___ Passage fourni ___

Publié le 14 janvier 2009 par Jérémy Dumont

La culture est un ensemble de pratiques et de croyances. Le but d’un créateur de culture, le but de toute marque, est donc d’organiser ces croyances et ces pratiques, de les orienter, de les catalyser. Les histoires jouent un rôle essentiel, par leur capacité à formaliser des modèles, à être des tuteurs psychosociologiques.  Nike invite à la transcendance. Elle le fait en s’appuyant sur des récits ponctuels, mosaïques, qui renvoie à l’air du temps comme à son méta-récit.  Des petites histoires comme traces d’une grande histoire.

___

◆ Travail demandé:
A: Répondez aux questions suivantes à partir du passage fourni.
(i) De quoi la culture est-elle un ensemble ?
(ii) À quoi Nike invite-t-elle ?
(iii) Sur quels récits Nike s'appuie-t-elle pour le faire ?
B: Transcrivez sans rien changer un extrait du passage fourni. Commencez aux mots « La culture est » et arrêtez-vous après « d’une grande histoire. ».

___ Données présentées ___

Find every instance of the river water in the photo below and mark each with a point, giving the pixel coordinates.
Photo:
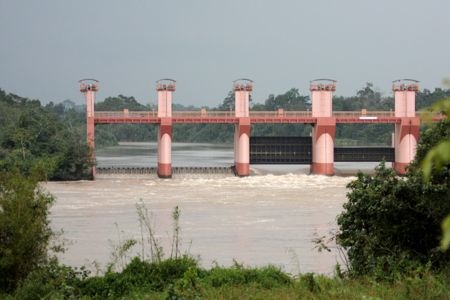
(269, 217)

___

◆ Réponses attendues:
A:
(i) D'un ensemble de pratiques et de croyances.
(ii) À la transcendance.
(iii) Sur des récits ponctuels, mosaïques, qui renvoient à l'air du temps comme à son méta-récit.

B:
La culture est un ensemble de pratiques et de croyances. Le but d’un créateur de culture, le but de toute marque, est donc d’organiser ces croyances et ces pratiques, de les orienter, de les catalyser. Les histoires jouent un rôle essentiel, par leur capacité à formaliser des modèles, à être des tuteurs psychosociologiques.  Nike invite à la transcendance. Elle le fait en s’appuyant sur des récits ponctuels, mosaïques, qui renvoie à l’air du temps comme à son méta-récit.  Des petites histoires comme traces d’une grande histoire.